To be done: Convert every line of the records below into a JSON list of strings, one string per line and in the same order, leaving out any blank lines.

· · · ·

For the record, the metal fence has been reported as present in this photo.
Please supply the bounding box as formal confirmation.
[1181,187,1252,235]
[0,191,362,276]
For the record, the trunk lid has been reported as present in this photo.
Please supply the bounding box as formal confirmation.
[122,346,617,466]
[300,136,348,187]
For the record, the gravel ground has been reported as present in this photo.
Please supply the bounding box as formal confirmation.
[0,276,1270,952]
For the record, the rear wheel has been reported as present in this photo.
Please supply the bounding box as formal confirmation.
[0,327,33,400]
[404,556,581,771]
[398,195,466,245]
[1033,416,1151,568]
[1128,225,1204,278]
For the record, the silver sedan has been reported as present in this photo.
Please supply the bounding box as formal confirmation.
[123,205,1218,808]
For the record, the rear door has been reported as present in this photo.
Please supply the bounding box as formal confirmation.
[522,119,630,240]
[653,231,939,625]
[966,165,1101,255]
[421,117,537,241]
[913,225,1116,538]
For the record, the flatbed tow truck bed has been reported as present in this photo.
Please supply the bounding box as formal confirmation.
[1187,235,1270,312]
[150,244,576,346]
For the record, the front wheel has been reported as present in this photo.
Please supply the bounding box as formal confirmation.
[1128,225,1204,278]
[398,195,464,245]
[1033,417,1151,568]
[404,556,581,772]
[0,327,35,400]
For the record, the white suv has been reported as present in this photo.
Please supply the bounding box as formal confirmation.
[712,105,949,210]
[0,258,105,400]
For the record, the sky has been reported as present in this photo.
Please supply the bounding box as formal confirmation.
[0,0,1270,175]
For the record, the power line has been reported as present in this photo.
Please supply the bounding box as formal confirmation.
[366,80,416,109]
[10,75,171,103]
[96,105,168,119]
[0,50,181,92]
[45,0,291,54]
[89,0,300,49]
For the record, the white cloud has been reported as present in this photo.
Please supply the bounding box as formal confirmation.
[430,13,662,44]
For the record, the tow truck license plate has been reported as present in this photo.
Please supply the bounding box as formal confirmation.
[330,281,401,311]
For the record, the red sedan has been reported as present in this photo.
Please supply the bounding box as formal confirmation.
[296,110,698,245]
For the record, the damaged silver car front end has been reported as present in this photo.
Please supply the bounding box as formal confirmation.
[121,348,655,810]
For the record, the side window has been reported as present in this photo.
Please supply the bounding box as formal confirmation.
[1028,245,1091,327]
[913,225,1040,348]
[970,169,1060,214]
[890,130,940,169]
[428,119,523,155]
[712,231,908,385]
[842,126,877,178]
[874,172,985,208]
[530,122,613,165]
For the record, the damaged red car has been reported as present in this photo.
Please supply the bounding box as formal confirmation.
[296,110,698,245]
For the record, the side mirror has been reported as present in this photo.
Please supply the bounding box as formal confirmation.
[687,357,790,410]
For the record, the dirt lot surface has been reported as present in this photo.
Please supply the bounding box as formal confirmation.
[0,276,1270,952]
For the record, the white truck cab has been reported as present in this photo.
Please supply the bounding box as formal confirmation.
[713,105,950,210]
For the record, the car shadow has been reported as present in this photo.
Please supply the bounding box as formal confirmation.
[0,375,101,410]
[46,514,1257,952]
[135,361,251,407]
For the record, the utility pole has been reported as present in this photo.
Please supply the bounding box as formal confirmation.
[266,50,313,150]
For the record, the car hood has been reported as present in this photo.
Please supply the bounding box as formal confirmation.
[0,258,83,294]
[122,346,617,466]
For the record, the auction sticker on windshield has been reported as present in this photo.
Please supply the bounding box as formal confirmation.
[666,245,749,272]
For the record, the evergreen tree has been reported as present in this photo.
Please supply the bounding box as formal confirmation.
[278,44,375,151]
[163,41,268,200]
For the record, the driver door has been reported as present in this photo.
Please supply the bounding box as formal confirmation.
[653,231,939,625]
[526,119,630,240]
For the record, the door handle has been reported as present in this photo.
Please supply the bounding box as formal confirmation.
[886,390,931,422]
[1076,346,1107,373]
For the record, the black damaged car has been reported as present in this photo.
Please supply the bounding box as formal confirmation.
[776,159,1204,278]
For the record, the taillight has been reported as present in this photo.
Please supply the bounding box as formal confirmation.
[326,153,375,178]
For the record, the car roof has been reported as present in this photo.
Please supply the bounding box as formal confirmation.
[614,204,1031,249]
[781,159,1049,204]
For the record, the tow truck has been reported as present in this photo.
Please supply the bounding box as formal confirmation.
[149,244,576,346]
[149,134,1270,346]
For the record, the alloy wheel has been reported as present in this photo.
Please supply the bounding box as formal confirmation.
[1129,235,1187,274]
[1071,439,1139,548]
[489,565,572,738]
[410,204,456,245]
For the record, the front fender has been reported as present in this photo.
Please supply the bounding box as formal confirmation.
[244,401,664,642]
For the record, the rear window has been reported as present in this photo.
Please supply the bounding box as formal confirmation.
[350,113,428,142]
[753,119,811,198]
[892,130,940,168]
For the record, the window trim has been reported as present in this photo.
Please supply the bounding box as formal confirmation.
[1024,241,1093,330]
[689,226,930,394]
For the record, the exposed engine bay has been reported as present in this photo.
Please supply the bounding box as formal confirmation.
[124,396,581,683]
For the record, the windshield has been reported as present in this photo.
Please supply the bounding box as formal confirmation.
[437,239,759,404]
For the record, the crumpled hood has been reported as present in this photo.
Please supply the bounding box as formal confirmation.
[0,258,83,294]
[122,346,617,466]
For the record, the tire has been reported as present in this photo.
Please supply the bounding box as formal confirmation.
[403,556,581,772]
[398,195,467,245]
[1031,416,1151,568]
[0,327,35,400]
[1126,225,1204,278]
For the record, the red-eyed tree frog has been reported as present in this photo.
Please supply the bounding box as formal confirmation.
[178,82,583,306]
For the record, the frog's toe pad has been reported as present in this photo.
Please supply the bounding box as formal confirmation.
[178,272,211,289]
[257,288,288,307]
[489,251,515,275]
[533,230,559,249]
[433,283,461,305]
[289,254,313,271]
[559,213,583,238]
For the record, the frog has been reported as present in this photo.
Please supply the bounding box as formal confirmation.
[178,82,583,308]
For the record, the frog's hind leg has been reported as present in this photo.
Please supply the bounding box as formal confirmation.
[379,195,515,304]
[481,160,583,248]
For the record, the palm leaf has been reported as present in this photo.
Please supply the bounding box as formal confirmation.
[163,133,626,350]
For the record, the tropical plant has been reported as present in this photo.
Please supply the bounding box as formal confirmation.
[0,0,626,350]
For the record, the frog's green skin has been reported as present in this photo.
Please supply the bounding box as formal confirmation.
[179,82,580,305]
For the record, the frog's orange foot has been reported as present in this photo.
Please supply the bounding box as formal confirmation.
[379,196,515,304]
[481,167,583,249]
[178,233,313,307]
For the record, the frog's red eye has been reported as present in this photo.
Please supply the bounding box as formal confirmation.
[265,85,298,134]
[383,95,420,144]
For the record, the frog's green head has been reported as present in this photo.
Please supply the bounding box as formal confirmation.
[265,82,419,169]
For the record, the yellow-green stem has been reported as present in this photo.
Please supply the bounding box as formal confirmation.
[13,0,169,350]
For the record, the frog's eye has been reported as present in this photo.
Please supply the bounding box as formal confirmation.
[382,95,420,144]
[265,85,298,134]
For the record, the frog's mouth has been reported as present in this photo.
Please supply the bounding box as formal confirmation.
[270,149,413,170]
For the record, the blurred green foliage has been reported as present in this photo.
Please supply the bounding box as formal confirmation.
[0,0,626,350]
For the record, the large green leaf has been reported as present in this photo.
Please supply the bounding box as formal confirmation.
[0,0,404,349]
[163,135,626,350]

· · · ·

Reply:
[
  "For the record, the metal fence has been reported as present in this photo.",
  "Please supply the bounding box as formal confirmation.",
  "[1181,187,1252,235]",
  "[0,191,362,276]",
  "For the record, the trunk lid has been reported as present in this photo.",
  "Please supply the bounding box as formal confirmation.",
  "[122,346,617,466]",
  "[300,136,348,187]",
  "For the record, the gravel ground has been reported as present in this photo.",
  "Please supply the bounding box as formal confirmation.",
  "[0,276,1270,952]",
  "For the record, the rear wheel has been reported as present in this photo.",
  "Please supply the bounding box as formal confirmation.",
  "[0,327,33,400]",
  "[404,556,581,771]",
  "[398,195,466,245]",
  "[1033,416,1151,568]",
  "[1128,225,1204,278]",
  "For the record, the silver sedan has been reported as present in this photo.",
  "Please supply the bounding box as formal confirmation.",
  "[123,205,1218,808]",
  "For the record, the rear door has been reported as present in this photo.",
  "Please supply the bounding box as formal confirmation.",
  "[522,119,630,240]",
  "[653,231,939,625]",
  "[966,165,1101,255]",
  "[421,117,537,241]",
  "[913,225,1116,538]",
  "For the record, the flatbed tow truck bed has been reported as present in this photo.",
  "Please supply the bounding box as formal confirmation.",
  "[1187,235,1270,312]",
  "[150,244,576,346]",
  "For the record, the front wheel has been reported as present in this photo.",
  "Please supply the bounding box as formal confirmation.",
  "[1128,225,1204,278]",
  "[398,195,464,245]",
  "[1033,417,1151,568]",
  "[404,556,581,772]",
  "[0,327,35,400]",
  "For the record, the white suv has been reported as present in this photo.",
  "Please supply the bounding box as formal confirmation.",
  "[712,105,949,210]",
  "[0,258,105,400]",
  "For the record, the sky has been reported as present in this photo.",
  "Please supply the bounding box as formal confirmation.",
  "[0,0,1270,175]",
  "For the record, the power line has been reported as present in this photo.",
  "Please supply the bounding box as formal confirmation.",
  "[366,80,416,109]",
  "[10,75,171,103]",
  "[96,105,168,119]",
  "[0,50,181,92]",
  "[45,0,291,54]",
  "[89,0,300,49]",
  "For the record, the white cloud has been reported as present in this photo.",
  "Please supply the bounding box as formal confirmation.",
  "[430,13,662,44]",
  "For the record, the tow truck license plate has been reported as present in this photo.",
  "Please supply the bounding box as formal confirmation.",
  "[330,281,401,311]",
  "For the record, the red sedan has been reported as present in this photo.",
  "Please supply the bounding box as formal confirmation.",
  "[296,110,698,245]",
  "For the record, the damaged silver car front end has been reported as present in this photo.",
  "Please supply the bounding box as formal confirmation.",
  "[121,348,655,810]",
  "For the record, the side window has been reported as present in this photo.",
  "Please supply the bounding box as formal confirmation.",
  "[1028,245,1091,327]",
  "[913,225,1040,348]",
  "[970,169,1060,214]",
  "[890,130,940,169]",
  "[428,119,523,155]",
  "[712,231,908,385]",
  "[842,126,877,178]",
  "[874,172,985,208]",
  "[530,122,613,165]",
  "For the record, the damaged red car has been reported as present in this photo.",
  "Please supply the bounding box as formal confirmation.",
  "[296,110,698,245]",
  "For the record, the side mirror has been reported as present in this photo.",
  "Please supply the bounding box as formal confirmation.",
  "[687,357,790,410]",
  "For the record, the dirt lot surface has been reported as present in this photo.",
  "Please supply the bounding box as formal confirmation.",
  "[0,276,1270,952]",
  "For the record, the white truck cab has been reported as present in this photo.",
  "Please supply the bounding box as formal confirmation.",
  "[713,105,950,210]",
  "For the record, the car shadow has been reported as present in this photo.",
  "Please supply the bounding box as formal confirmation.",
  "[0,375,101,410]",
  "[46,514,1257,952]",
  "[135,361,251,407]",
  "For the record, the utility pole has been reported as present in this photo.",
  "Please supply the bounding box as formal confirmation.",
  "[266,50,313,150]",
  "For the record, the car hood has been reported as present in this photo.",
  "Please supply the bounding box as formal confirmation.",
  "[0,258,83,294]",
  "[122,346,617,466]",
  "For the record, the auction sticker on windshield has been reported as present in this photo.",
  "Please supply the bounding box as formal confirmation.",
  "[666,245,749,272]",
  "For the record, the evergreen tree has been reported as present in this photo.",
  "Please supply the bounding box as formal confirmation.",
  "[278,44,375,151]",
  "[163,41,268,200]",
  "For the record, the driver door has been reported as present in this photo.",
  "Please supply the bounding box as formal confirmation.",
  "[653,231,939,625]",
  "[526,119,630,240]",
  "For the record, the door handle has been reported as present in this photo.",
  "Please supply the bounding box as formal confirmation.",
  "[886,390,931,422]",
  "[1076,346,1107,373]",
  "For the record, the black damaged car has been reported as present in this photo.",
  "Please supply the bounding box as formal confirmation.",
  "[776,159,1204,278]",
  "For the record, the taillight has been reported as present in this photo.",
  "Please supply the bounding box as formal confirmation.",
  "[326,153,375,178]",
  "For the record, the car roof has been reported as present in this photo.",
  "Please supply the bounding box as formal confirmation.",
  "[614,204,1031,249]",
  "[781,159,1049,204]",
  "For the record, the tow truck has been reported as present in this photo.",
  "Please supply the bounding box as formal confirmation.",
  "[149,244,576,346]",
  "[149,134,1270,346]",
  "For the record, the alloy wheel has been reported as present in this photo.",
  "Please supply the bounding box as formal confirmation.",
  "[1129,235,1187,274]",
  "[1071,439,1139,548]",
  "[489,565,572,738]",
  "[410,204,456,245]",
  "For the record, the front fender has been reported as present in this photo.",
  "Please supply the bounding box as formal confirmation.",
  "[244,401,664,642]",
  "For the record, the rear window has been reported as present in this photo.",
  "Please supply the bounding box as formal confirmation.",
  "[350,113,428,142]",
  "[753,119,811,198]",
  "[892,130,940,168]",
  "For the record, the window trim has been reported as present in this photo.",
  "Please supply the bounding box as formal confirmation.",
  "[1024,241,1093,330]",
  "[689,226,930,394]",
  "For the record, the exposed engine bay has been reported as present in this photo.",
  "Please supply the bounding box as formal confirmation.",
  "[124,396,581,683]",
  "For the record, the windshield has been reported as present in this photo.",
  "Please supply the bounding box as formal confirmation.",
  "[437,239,759,404]",
  "For the record, the crumpled hood has been reported as present in this photo.",
  "Please supply the bounding box as formal confirmation.",
  "[0,258,83,294]",
  "[122,346,617,466]",
  "For the record, the tire has been reported as present in this photo.",
  "Please supply the bounding box as formal confirmation.",
  "[403,556,581,772]",
  "[398,195,467,245]",
  "[1031,416,1151,568]",
  "[0,327,35,400]",
  "[1126,225,1204,278]",
  "For the record, the red-eyed tree frog has been reported as present in this photo.",
  "Please supply the bounding box as formal confirmation.",
  "[178,82,583,306]",
  "For the record, the frog's toe pad has been reported as present in this photo.",
  "Please supply the bounding box as formal confirmation.",
  "[178,272,211,289]",
  "[257,288,288,307]",
  "[489,251,515,275]",
  "[533,230,559,249]",
  "[433,283,461,305]",
  "[289,254,313,271]",
  "[559,213,583,238]",
  "For the record, the frog has been reported as present in this photo.",
  "Please supply the bounding box as formal confirmation.",
  "[178,82,583,308]",
  "For the record, the frog's hind leg has been reported as present in this photo.",
  "Please supply the bounding box as formal confirmation.",
  "[379,195,515,304]",
  "[481,160,583,248]",
  "For the record, the palm leaf has been reported as present in this photo.",
  "Please supply the bounding box as formal confirmation.",
  "[163,133,626,350]",
  "For the record, the tropical plant has been reported as present in this photo.",
  "Please supply the bounding box as formal confirmation.",
  "[0,0,626,350]",
  "For the record, the frog's green skin has been reported as present in this photo.",
  "Please supply the bounding box as formal confirmation.",
  "[179,82,580,305]",
  "For the record, the frog's orange foot has been reported as present in this photo.",
  "Please supply the bounding box as formal confirmation.",
  "[379,196,515,304]",
  "[481,167,583,249]",
  "[178,233,313,307]",
  "For the record, the frog's red eye has been reported as present in this photo.",
  "Please supply the bounding box as formal confirmation.",
  "[265,85,298,134]",
  "[383,95,420,144]",
  "For the record, the frog's green head has been reported as present in this photo.",
  "Please supply the bounding box as formal confirmation.",
  "[265,82,419,169]",
  "For the record, the yellow-green stem has been reported as present in this photo.",
  "Please supply the bounding box as formal confirmation.",
  "[13,0,169,350]",
  "For the record, the frog's eye has been reported as present in this photo.",
  "Please supply the bounding box as formal confirmation.",
  "[382,95,420,144]",
  "[265,85,298,134]",
  "For the record, the frog's mouth has been reported as present in this photo.",
  "Please supply the bounding box as formal confirmation.",
  "[270,149,413,170]",
  "For the record, the blurred green foliage has been reported as present in this photo.",
  "Please supply the bounding box as formal confirmation.",
  "[0,0,626,350]",
  "For the record, the large green leaf has been reported as present in this photo.",
  "Please supply the bounding box as formal confirmation.",
  "[0,0,404,349]",
  "[163,135,626,350]"
]